Items listed in a dataset -
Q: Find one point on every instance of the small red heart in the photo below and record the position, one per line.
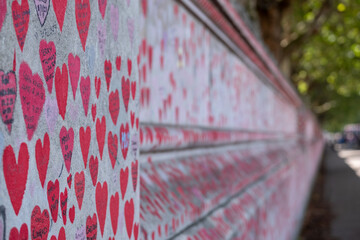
(79, 187)
(113, 148)
(114, 211)
(61, 87)
(85, 139)
(72, 214)
(63, 205)
(21, 15)
(100, 134)
(93, 167)
(15, 174)
(42, 155)
(22, 235)
(93, 111)
(101, 196)
(53, 198)
(124, 177)
(125, 87)
(118, 63)
(108, 73)
(40, 223)
(129, 67)
(114, 105)
(91, 227)
(129, 216)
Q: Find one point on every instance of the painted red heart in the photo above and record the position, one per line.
(72, 214)
(124, 139)
(114, 105)
(69, 180)
(101, 197)
(133, 89)
(8, 97)
(134, 173)
(61, 88)
(85, 92)
(91, 227)
(22, 235)
(102, 7)
(97, 86)
(83, 16)
(129, 216)
(42, 155)
(79, 187)
(125, 88)
(93, 167)
(40, 223)
(63, 205)
(74, 72)
(132, 118)
(124, 177)
(32, 95)
(136, 230)
(67, 144)
(21, 15)
(114, 211)
(93, 111)
(47, 52)
(129, 67)
(53, 198)
(113, 148)
(60, 9)
(85, 139)
(15, 174)
(100, 134)
(108, 73)
(61, 235)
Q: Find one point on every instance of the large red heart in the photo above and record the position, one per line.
(100, 134)
(60, 9)
(32, 95)
(85, 138)
(93, 167)
(114, 105)
(113, 147)
(47, 52)
(74, 71)
(114, 211)
(134, 173)
(101, 196)
(83, 15)
(15, 174)
(67, 144)
(124, 139)
(21, 15)
(124, 177)
(53, 198)
(61, 87)
(42, 155)
(102, 7)
(22, 235)
(125, 88)
(91, 227)
(129, 216)
(79, 187)
(85, 92)
(63, 205)
(7, 97)
(108, 73)
(39, 224)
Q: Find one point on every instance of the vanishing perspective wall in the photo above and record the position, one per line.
(69, 106)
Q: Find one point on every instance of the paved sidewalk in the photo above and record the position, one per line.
(342, 191)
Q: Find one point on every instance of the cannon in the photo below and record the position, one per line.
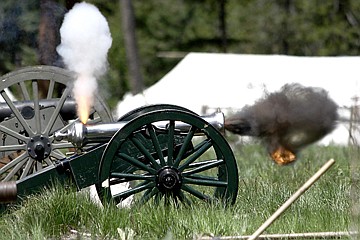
(162, 152)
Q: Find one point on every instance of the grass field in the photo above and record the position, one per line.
(263, 187)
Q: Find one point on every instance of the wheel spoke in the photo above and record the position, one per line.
(139, 188)
(13, 133)
(129, 176)
(144, 151)
(171, 143)
(185, 145)
(48, 161)
(136, 163)
(205, 182)
(36, 106)
(205, 146)
(194, 192)
(27, 168)
(12, 148)
(61, 145)
(204, 167)
(56, 111)
(17, 113)
(50, 89)
(156, 144)
(24, 91)
(14, 171)
(57, 154)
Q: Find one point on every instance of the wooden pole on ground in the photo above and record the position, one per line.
(292, 199)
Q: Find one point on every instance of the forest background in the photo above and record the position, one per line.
(151, 37)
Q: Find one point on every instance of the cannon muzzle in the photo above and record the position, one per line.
(80, 134)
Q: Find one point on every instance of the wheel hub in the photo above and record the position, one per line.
(168, 179)
(39, 147)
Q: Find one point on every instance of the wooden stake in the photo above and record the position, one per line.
(292, 199)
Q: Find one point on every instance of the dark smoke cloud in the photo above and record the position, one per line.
(293, 118)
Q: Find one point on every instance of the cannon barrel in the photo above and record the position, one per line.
(26, 108)
(80, 134)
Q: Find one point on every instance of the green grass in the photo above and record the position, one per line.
(263, 188)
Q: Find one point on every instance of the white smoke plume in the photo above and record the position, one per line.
(85, 41)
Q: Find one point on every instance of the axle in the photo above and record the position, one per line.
(80, 134)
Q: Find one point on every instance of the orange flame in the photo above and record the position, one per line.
(283, 156)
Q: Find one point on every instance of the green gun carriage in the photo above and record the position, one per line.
(161, 152)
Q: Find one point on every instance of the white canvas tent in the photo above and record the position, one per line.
(235, 80)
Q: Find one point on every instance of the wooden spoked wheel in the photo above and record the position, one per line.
(35, 102)
(165, 164)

Work required -
Copy all of the records above word for word, leaving out the pictures.

Response -
Q: Find one point on every instance of the small red heart in the photo below and record the position, one per line.
(79, 187)
(113, 148)
(114, 211)
(61, 87)
(85, 139)
(72, 214)
(63, 205)
(21, 15)
(100, 134)
(93, 167)
(15, 174)
(42, 155)
(22, 235)
(93, 111)
(101, 196)
(53, 198)
(124, 177)
(125, 87)
(118, 63)
(108, 73)
(40, 223)
(129, 67)
(114, 105)
(91, 227)
(129, 216)
Q: Find one point on every instance of the painted red heart in the photo above and record the position, one per line.
(72, 214)
(124, 139)
(114, 105)
(69, 180)
(101, 197)
(133, 89)
(8, 97)
(134, 173)
(61, 88)
(85, 92)
(91, 227)
(22, 235)
(102, 7)
(97, 86)
(83, 16)
(129, 216)
(42, 155)
(79, 187)
(125, 88)
(93, 167)
(40, 223)
(63, 205)
(74, 72)
(132, 118)
(124, 177)
(32, 95)
(136, 230)
(67, 144)
(21, 15)
(114, 211)
(93, 111)
(47, 52)
(129, 67)
(53, 198)
(113, 148)
(60, 9)
(85, 139)
(15, 174)
(100, 134)
(108, 73)
(61, 235)
Q: Find one point on every instance of the large red heart in the photo above and record the position, one per line.
(100, 134)
(60, 9)
(32, 95)
(85, 138)
(93, 167)
(114, 105)
(113, 147)
(47, 52)
(74, 71)
(114, 211)
(134, 173)
(101, 196)
(83, 15)
(15, 174)
(67, 144)
(124, 139)
(21, 15)
(124, 177)
(53, 198)
(61, 87)
(42, 155)
(102, 7)
(22, 235)
(125, 88)
(91, 227)
(129, 216)
(79, 187)
(85, 92)
(63, 205)
(7, 97)
(108, 73)
(39, 224)
Q: Find one point on every instance of the vanishing perspective wall in the photo above and record the position, one per line.
(69, 106)
Q: Find one point on every instance of the paved sidewalk in the photo above and record the position, one per line.
(342, 191)
Q: Find one point on every instance of the cannon in the photo below and record the position, one per line.
(162, 152)
Q: Find one point on every instance of the grass field in the photo above and record the position, one per line.
(263, 187)
Q: Find one point on every instance of the wheel spoke in the photo above and record the position, one per line.
(139, 188)
(13, 133)
(129, 176)
(144, 151)
(171, 143)
(185, 145)
(48, 161)
(136, 163)
(205, 182)
(36, 106)
(205, 146)
(194, 192)
(27, 168)
(12, 148)
(61, 145)
(204, 167)
(56, 111)
(17, 113)
(50, 89)
(156, 144)
(24, 91)
(14, 171)
(57, 154)
Q: Find one point on every instance of the wooden pole on ground in the photo above and record the position, one per line.
(292, 199)
Q: Find one point on every instance of the forest background in the photo above and record the position, one per line.
(151, 37)
Q: Find one point on every instance of the cannon muzzle in the photo above and record the position, one per line.
(80, 134)
Q: Find one point on every instance of the wheel hub in the photo above and record the position, one per line.
(168, 179)
(39, 147)
Q: Find one point on every instance of the wooden stake in the photo above and record the position, one per line.
(292, 199)
Q: Find one point on every instance of the dark smoke cloud in the photo above and record the position, one per line.
(293, 118)
Q: Find one point on every instance of the cannon barrel in the photo above and record the position, one per line.
(26, 108)
(80, 134)
Q: Find one point on every instance of the green grass in the photo above and record the position, one per line.
(263, 188)
Q: Find one point on every instance of the white smoke plume in the photo above and record the position, one per line.
(85, 41)
Q: Find one point on every instance of the axle in the photo above and record the position, one per line.
(80, 134)
Q: Find one point on every instance of the orange flame in the photo above and record the position, one per line.
(283, 156)
Q: Find one point on every instance of the green gun carriage in the photo above and record the position, one per line.
(161, 152)
Q: Find one point on every instance of the white canvas tent in the photo above and record the position, one per line.
(235, 80)
Q: Find one point on every instance of the wooden spoked wheel in the photo above and record the position, one per line.
(35, 102)
(165, 164)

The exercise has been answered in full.